# 課題
[1] dp0のレビュー記事のうち、「値段と解像度と一眼特有のボケ」から「作例を交えながらユーザーならではの使用感をお伝えしていきたいと思います。」までを、最後の部分も含めて一字一句そのまま打ち直してください。
[2] dp0のレビュー記事で、このカメラに備わっていない、またはできないと書かれている機能をすべて挙げてください。
[3] dp0のレビュー記事の最後の文に続けて、文章を書き進めてください。

# 出典
^^^^^^^^
値段と解像度と一眼特有のボケ味を求めた私が、他社含めたくさんのカメラの中から吟味して2016年9月8日に購入、およそ9か月使用しました。

Twitterにて「dp0購入したよ!」と投稿した際には、たくさんの方が興味を持たれた印象で、いつか詳しくご紹介したいなと思った次第です。
(そのツイート黒歴史クリーナーで消えちゃった...ゴメンネ..)

 

気になる皆様へ、購入を迷う皆様へ。
作例を交えながらユーザーならではの使用感をお伝えしていきたいと思います。

 

 

 

 

 

 

 

 

忙しい人向けざっくり解説

  • ズーム機能なしの単焦点レンズ
  • 写真のみ、動画は撮れません
  • 手振れ補正機能なし
  • 使う人を選ぶ
  • 奇抜なデザイン、だけど持ちやすい
  • 直観的に操作可能
  • 解像度素晴らしい
  • 撮影環境・状況を選ぶ(低感度必須、暗い場所、早い被写体は苦手)
  • ソフトウェア「SIGMA Photo Pro」レビューほど悪くない、むしろ良い
  • バッテリー持ち悪くない

 

 

 

 コンセプトと顧客ターゲット

いきなりですが、こちらの動画をご覧ください。
SIGMAの山木社長が2014年のCP+でQuattroについて熱く語った動画です。

音声だけ聞きながらこのブログを読んで頂いても楽しめるかと思います。
^^^^^^^^
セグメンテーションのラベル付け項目
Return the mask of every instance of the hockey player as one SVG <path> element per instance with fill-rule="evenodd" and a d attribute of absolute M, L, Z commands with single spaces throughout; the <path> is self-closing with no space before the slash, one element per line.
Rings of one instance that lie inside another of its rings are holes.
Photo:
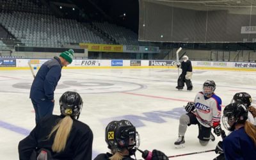
<path fill-rule="evenodd" d="M 181 62 L 180 68 L 182 69 L 182 72 L 178 79 L 178 86 L 176 88 L 178 90 L 182 90 L 184 86 L 184 82 L 187 86 L 188 90 L 192 90 L 193 85 L 191 81 L 190 80 L 192 77 L 192 64 L 191 61 L 188 60 L 187 56 L 184 56 L 182 57 L 183 61 Z M 180 65 L 177 65 L 179 68 Z"/>
<path fill-rule="evenodd" d="M 231 103 L 237 103 L 243 104 L 246 109 L 248 109 L 248 119 L 247 120 L 253 124 L 255 126 L 256 125 L 256 108 L 254 106 L 251 106 L 251 103 L 252 102 L 251 95 L 246 92 L 239 92 L 236 93 L 234 97 L 232 100 L 231 100 Z M 215 152 L 217 154 L 220 154 L 218 157 L 216 157 L 214 160 L 223 160 L 225 159 L 224 153 L 223 150 L 223 142 L 220 141 L 218 143 L 218 145 L 215 149 Z"/>
<path fill-rule="evenodd" d="M 211 133 L 211 128 L 214 133 L 220 136 L 220 125 L 221 115 L 221 99 L 214 93 L 216 84 L 214 81 L 206 81 L 203 85 L 203 92 L 196 95 L 194 102 L 189 102 L 185 106 L 188 113 L 180 117 L 179 138 L 174 143 L 176 148 L 184 147 L 184 135 L 188 126 L 198 125 L 199 133 L 198 138 L 202 146 L 208 144 L 209 140 L 215 140 Z"/>
<path fill-rule="evenodd" d="M 222 123 L 232 132 L 221 144 L 225 159 L 255 159 L 256 157 L 256 127 L 247 121 L 248 109 L 241 104 L 232 103 L 227 105 L 223 111 Z M 218 145 L 219 145 L 218 143 Z"/>
<path fill-rule="evenodd" d="M 93 133 L 89 126 L 77 120 L 82 98 L 77 92 L 67 92 L 61 97 L 60 105 L 60 116 L 42 118 L 29 135 L 20 141 L 20 160 L 42 159 L 41 157 L 92 159 Z"/>
<path fill-rule="evenodd" d="M 231 103 L 243 104 L 248 110 L 248 120 L 256 125 L 256 108 L 252 106 L 252 99 L 250 94 L 246 92 L 236 93 Z"/>
<path fill-rule="evenodd" d="M 134 160 L 140 145 L 140 136 L 135 127 L 126 120 L 112 121 L 106 127 L 105 141 L 111 153 L 100 154 L 94 160 Z M 168 157 L 162 152 L 154 150 L 152 155 L 143 157 L 147 160 L 167 160 Z"/>

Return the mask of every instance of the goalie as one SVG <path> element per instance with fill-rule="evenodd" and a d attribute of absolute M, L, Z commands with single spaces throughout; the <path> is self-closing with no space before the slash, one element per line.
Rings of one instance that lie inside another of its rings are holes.
<path fill-rule="evenodd" d="M 192 64 L 191 61 L 188 60 L 187 56 L 182 57 L 183 61 L 180 65 L 177 65 L 177 67 L 182 69 L 182 72 L 178 79 L 178 86 L 176 88 L 178 90 L 182 90 L 184 86 L 184 83 L 187 86 L 188 90 L 192 90 L 193 85 L 191 81 L 190 80 L 192 77 Z"/>

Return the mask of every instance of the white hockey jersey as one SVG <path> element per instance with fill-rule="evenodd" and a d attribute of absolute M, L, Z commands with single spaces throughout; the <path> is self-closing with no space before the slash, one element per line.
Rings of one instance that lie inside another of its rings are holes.
<path fill-rule="evenodd" d="M 200 92 L 196 95 L 194 102 L 195 114 L 202 125 L 215 127 L 220 124 L 222 102 L 218 96 L 214 93 L 211 97 L 207 98 Z"/>

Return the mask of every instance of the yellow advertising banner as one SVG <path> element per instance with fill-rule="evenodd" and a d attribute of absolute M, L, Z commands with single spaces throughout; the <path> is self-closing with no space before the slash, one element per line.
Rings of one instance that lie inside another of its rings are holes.
<path fill-rule="evenodd" d="M 109 45 L 109 44 L 95 44 L 80 43 L 81 48 L 87 49 L 92 52 L 122 52 L 123 45 Z"/>
<path fill-rule="evenodd" d="M 38 65 L 38 64 L 40 64 L 40 60 L 32 59 L 32 60 L 30 60 L 30 63 L 33 64 L 33 65 Z"/>

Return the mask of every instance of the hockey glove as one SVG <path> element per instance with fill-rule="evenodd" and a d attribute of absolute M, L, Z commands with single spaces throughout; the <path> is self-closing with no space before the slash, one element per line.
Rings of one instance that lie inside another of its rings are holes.
<path fill-rule="evenodd" d="M 223 154 L 224 151 L 222 148 L 222 141 L 219 141 L 216 147 L 215 148 L 215 153 L 216 154 Z"/>
<path fill-rule="evenodd" d="M 220 136 L 220 134 L 221 132 L 221 128 L 220 127 L 220 124 L 217 125 L 216 127 L 214 127 L 214 133 L 215 134 L 217 135 L 217 136 Z"/>
<path fill-rule="evenodd" d="M 162 152 L 157 150 L 153 150 L 151 160 L 167 160 L 169 158 Z"/>
<path fill-rule="evenodd" d="M 193 111 L 195 110 L 195 103 L 192 102 L 189 102 L 187 104 L 187 106 L 185 106 L 185 110 L 188 113 L 190 113 Z"/>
^^^^^^^^
# 課題ごとの回答
[1]
値段と解像度と一眼特有のボケ味を求めた私が、他社含めたくさんのカメラの中から吟味して2016年9月8日に購入、およそ9か月使用しました。

Twitterにて「dp0購入したよ!」と投稿した際には、たくさんの方が興味を持たれた印象で、いつか詳しくご紹介したいなと思った次第です。
(そのツイート黒歴史クリーナーで消えちゃった...ゴメンネ..)

 

気になる皆様へ、購入を迷う皆様へ。
作例を交えながらユーザーならではの使用感をお伝えしていきたいと思います。

[2] ズーム機能、動画撮影、手振れ補正機能

[3]
www.youtube.com

解像度が高くリーズナブルなカメラを吟味している際に、上の動画を見つけ、その独特なカメラと社長の考え方に惹かれていきました。

コンセプト「Foveon Look(リアリズムのある質感表現)」やたくさんのこだわりを語る中、こんな事を仰ってました。

24:08~(一部抜粋編集)

このカメラは2人しか乗らない荷物も積めないハイパワーなスポーツカーのようなもので、ミニバンを求めている方にはお勧めできない。

でもすでにミニバンを持っている方には最高性能なスポーツカーを買って頂いてもいいのではないか、と思っています。

なんともすごい例えですよね笑
この言葉で更にグッと惹かれ、購入を決意しました。

 

同社Quattroシリーズでは、

dp0:超広角レンズ
dp1:広角レンズ
dp2:標準レンズ
dp3:中・望遠レンズ

の4点がありましたが、寄れるし離れても撮れる超広角を選択しました。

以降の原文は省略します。